## DIRECTION:
Rename "shadowed" to "sunlit" in the records below. Start at the line containing "of the shadowed" and continue through the line containing "point(53, 41)", leaving everything else unchanged, and give back only those lines.

•••••

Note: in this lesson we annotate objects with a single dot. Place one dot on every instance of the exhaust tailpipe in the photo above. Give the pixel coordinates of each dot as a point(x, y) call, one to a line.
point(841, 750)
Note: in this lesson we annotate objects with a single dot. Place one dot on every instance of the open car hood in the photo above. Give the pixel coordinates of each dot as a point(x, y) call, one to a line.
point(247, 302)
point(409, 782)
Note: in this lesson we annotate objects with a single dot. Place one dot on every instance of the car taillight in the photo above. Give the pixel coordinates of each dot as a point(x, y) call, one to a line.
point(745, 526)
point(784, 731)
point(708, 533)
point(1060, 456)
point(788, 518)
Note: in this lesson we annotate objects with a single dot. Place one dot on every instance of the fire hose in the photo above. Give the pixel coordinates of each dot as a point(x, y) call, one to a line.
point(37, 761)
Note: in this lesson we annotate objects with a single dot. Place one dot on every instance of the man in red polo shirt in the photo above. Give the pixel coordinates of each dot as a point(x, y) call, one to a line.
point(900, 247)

•••••

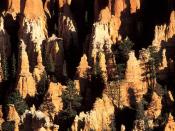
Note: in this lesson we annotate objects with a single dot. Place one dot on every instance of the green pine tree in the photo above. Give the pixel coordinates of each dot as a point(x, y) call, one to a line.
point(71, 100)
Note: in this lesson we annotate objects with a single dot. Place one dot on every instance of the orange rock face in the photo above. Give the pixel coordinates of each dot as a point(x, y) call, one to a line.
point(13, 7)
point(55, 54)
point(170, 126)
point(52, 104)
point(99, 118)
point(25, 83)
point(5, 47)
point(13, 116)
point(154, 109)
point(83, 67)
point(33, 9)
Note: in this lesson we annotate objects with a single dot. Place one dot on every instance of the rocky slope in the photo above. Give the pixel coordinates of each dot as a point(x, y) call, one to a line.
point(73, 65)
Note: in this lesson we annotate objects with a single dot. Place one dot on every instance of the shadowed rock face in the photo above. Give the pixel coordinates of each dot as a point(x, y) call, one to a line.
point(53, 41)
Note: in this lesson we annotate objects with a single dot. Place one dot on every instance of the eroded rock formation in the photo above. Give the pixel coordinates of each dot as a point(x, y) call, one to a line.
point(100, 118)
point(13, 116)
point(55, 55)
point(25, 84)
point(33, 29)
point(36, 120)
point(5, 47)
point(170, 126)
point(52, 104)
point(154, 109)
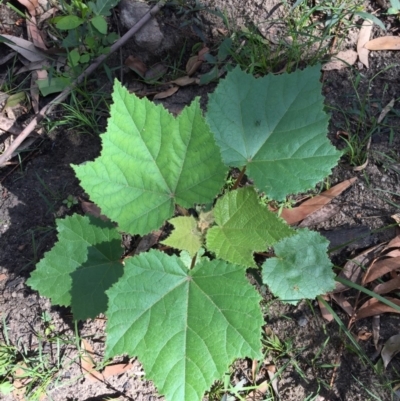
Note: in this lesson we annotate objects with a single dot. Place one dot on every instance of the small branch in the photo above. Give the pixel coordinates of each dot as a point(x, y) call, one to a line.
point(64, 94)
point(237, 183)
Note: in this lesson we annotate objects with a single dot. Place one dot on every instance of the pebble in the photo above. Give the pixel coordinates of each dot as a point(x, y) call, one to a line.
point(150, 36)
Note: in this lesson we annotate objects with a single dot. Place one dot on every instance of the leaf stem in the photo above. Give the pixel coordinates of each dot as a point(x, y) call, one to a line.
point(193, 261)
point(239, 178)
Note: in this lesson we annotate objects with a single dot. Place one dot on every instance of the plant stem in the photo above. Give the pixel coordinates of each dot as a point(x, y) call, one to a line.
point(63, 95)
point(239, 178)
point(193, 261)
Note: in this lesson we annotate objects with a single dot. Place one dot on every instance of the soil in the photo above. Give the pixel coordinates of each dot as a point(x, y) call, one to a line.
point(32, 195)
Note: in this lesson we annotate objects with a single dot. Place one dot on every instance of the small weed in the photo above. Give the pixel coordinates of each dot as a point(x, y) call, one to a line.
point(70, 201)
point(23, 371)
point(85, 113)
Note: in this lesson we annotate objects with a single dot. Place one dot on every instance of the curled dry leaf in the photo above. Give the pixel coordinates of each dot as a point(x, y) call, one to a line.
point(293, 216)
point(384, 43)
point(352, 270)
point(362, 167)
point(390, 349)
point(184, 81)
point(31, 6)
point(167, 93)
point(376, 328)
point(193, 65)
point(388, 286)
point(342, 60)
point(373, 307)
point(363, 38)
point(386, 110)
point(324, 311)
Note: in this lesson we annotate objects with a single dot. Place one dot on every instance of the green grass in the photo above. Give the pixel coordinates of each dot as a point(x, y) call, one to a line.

•••••

## WRITTEN SOLUTION:
Note: in this lesson we annotate objects with a single dot. Place one dot on every instance of the sunlit rock face in the photo above. Give the pixel coordinates of each dot as a point(x, y) call, one to a line.
point(53, 41)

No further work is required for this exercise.